*** The records Section Begins ***

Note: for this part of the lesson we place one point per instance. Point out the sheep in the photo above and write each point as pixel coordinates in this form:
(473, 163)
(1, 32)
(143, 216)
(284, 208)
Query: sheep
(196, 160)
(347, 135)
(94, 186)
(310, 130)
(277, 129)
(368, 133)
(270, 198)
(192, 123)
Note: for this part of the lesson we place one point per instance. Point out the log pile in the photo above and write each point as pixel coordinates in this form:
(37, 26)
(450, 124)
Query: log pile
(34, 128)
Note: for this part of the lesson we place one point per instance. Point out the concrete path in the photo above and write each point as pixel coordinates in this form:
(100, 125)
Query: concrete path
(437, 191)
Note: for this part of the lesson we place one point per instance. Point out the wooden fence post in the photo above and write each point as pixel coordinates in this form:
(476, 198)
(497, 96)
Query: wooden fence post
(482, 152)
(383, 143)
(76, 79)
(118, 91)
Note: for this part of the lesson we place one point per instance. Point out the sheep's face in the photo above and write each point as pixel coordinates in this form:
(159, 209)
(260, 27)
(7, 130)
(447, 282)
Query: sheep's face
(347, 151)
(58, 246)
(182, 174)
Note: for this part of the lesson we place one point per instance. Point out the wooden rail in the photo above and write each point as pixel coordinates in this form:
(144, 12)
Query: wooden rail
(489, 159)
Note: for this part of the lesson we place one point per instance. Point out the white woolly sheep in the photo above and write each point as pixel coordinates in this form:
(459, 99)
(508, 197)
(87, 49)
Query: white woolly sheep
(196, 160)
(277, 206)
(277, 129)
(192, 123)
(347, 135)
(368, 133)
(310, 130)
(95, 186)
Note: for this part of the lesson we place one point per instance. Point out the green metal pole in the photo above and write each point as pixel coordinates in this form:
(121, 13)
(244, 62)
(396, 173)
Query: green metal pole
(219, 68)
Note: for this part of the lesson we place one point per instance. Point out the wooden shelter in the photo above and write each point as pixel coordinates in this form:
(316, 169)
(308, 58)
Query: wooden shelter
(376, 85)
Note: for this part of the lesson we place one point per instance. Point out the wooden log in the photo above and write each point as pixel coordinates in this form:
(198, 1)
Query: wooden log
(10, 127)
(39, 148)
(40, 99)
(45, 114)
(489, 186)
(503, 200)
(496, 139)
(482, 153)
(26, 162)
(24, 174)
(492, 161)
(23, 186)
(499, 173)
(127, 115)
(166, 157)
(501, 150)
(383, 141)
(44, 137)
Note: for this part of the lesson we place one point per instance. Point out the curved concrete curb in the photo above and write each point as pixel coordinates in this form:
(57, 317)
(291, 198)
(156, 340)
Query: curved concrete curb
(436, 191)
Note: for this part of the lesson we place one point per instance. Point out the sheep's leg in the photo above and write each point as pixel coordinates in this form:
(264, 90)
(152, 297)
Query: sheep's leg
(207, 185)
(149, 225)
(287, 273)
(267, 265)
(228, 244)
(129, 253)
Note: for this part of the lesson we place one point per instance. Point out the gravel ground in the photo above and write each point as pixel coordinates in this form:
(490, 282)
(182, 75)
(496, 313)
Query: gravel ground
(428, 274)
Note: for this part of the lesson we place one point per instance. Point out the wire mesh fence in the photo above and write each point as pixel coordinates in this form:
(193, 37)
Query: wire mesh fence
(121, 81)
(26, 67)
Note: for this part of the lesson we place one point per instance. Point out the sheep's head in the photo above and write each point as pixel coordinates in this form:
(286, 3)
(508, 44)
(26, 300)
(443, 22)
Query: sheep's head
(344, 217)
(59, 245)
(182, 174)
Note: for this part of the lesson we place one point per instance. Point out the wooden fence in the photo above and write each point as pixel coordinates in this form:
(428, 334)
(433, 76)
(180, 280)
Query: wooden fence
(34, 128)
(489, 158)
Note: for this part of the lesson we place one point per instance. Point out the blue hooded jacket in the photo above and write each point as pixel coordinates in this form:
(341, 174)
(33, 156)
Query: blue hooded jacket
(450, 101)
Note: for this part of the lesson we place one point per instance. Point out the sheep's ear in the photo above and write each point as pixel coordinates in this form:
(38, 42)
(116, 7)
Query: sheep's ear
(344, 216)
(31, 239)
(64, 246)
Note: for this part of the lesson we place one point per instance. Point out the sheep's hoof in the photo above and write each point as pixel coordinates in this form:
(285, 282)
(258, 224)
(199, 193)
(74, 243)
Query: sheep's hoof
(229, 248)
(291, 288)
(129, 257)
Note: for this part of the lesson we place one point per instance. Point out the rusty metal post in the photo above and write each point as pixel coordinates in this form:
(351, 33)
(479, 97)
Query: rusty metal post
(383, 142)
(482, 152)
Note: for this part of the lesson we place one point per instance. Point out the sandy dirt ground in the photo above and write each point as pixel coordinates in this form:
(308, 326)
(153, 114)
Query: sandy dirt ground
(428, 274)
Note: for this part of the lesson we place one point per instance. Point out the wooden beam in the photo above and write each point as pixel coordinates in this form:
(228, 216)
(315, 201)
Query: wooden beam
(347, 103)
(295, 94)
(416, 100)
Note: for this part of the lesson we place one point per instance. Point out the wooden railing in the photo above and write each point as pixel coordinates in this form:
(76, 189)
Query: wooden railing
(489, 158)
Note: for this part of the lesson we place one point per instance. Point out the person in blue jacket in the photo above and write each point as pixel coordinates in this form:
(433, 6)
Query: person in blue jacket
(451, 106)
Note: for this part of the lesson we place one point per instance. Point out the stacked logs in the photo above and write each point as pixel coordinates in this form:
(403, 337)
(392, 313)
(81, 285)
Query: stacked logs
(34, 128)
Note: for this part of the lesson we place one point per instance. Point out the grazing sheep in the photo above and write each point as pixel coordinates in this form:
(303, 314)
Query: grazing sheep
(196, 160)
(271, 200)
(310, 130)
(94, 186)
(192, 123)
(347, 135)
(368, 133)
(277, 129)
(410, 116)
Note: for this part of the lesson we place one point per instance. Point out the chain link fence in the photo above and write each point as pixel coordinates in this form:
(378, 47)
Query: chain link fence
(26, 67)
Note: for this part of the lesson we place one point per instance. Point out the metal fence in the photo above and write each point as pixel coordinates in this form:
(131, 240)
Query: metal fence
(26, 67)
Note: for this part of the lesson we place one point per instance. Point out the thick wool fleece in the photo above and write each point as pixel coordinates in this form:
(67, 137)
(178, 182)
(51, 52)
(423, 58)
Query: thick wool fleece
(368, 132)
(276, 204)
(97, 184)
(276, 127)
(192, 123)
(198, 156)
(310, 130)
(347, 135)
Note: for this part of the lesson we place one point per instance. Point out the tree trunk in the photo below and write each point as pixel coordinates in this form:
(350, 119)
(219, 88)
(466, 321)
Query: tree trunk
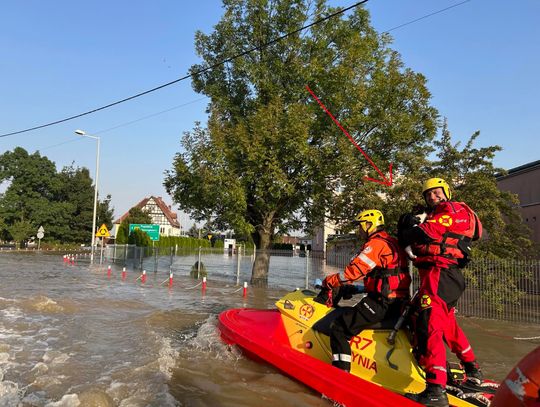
(259, 273)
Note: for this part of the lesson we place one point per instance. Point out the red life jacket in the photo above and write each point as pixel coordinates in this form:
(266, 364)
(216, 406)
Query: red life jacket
(455, 242)
(394, 280)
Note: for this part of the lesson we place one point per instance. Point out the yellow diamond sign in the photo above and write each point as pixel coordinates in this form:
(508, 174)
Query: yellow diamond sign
(103, 231)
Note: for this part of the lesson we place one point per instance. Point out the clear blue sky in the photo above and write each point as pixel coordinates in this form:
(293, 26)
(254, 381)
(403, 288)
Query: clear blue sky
(61, 58)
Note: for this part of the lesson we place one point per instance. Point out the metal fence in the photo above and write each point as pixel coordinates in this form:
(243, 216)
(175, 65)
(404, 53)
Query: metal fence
(504, 290)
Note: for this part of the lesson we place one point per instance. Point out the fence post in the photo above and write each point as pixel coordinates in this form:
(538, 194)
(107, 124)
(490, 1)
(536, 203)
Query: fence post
(307, 269)
(199, 264)
(238, 265)
(156, 250)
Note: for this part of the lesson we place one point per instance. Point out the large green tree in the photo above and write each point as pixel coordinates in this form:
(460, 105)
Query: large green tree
(473, 176)
(61, 202)
(269, 159)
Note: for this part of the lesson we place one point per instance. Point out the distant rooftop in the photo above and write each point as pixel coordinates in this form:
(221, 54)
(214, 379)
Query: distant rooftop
(522, 168)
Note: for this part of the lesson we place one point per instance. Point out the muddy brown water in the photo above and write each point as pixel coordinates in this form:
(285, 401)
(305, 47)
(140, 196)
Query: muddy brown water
(72, 336)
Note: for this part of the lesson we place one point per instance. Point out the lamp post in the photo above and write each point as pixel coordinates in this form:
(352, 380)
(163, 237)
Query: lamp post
(83, 133)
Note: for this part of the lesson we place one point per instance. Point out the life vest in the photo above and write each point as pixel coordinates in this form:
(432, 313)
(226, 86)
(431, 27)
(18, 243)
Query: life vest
(462, 227)
(394, 280)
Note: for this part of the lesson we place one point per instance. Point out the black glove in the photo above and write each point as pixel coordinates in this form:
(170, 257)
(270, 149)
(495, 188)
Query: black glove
(407, 221)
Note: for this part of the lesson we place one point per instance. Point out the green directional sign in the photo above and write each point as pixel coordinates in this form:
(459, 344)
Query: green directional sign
(151, 230)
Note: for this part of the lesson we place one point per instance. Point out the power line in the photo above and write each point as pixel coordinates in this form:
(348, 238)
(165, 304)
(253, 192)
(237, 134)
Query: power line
(221, 63)
(72, 140)
(188, 75)
(427, 15)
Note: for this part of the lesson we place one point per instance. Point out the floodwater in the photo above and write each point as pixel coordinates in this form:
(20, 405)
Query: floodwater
(71, 335)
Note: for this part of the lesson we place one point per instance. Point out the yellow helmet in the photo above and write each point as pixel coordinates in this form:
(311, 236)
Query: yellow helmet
(437, 183)
(372, 216)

*** The records Section Ends ***

● Directions for this task:
Exactly the lines from the one holding "Query: distant rooftop" through the end of the records above are to be returned, and nothing else.

● Solved problem:
Query: distant rooftop
(522, 168)
Note: for this part of the lesson we place one point per instance. Point out the muddy brown water in the photo above and write each point as pixel coordinates in this form:
(285, 401)
(305, 47)
(140, 196)
Query: muddy brown water
(72, 336)
Note: for this part of the lesson we place one point per instance. Point out the lamp post in the photo above and write each point as pixel coordinates in this form:
(352, 380)
(163, 237)
Query: lamp post
(83, 133)
Note: for this part of the lesson we place one point per instance. Point out the life vest in the photo above and write each point as pixel coordinates in this form:
(432, 313)
(226, 86)
(431, 27)
(18, 243)
Query: life vest
(462, 227)
(394, 280)
Note: for this part of the lesson we place one point per instance. Point out the black glove in the photo above and write each point as pixel coordinates in this form:
(170, 257)
(270, 149)
(495, 188)
Query: black glove
(407, 221)
Note: for this part of the lesson we place one point per instance. Point out the green directional sign in the photo above and write each point as pixel coordinates in this form:
(459, 344)
Query: green directional sign
(151, 230)
Note: for this part of the lesson we place one point per instance. Point out the power line in the photo above and write each point as pixel coordinates in this form:
(348, 238)
(165, 304)
(253, 192)
(237, 134)
Query: power line
(221, 63)
(72, 140)
(188, 75)
(427, 15)
Note: for this part of the lesson we place one point per instance. Point out the floodwater in the photo above and write each point as pixel coordinates in this form:
(20, 405)
Query: floodwater
(71, 335)
Note: for this part of the lesson we place one point per instance. Point out the yellow helmet in the photo above and write each point as pixel coordinates in this form:
(311, 236)
Query: yellow helmet
(437, 183)
(372, 216)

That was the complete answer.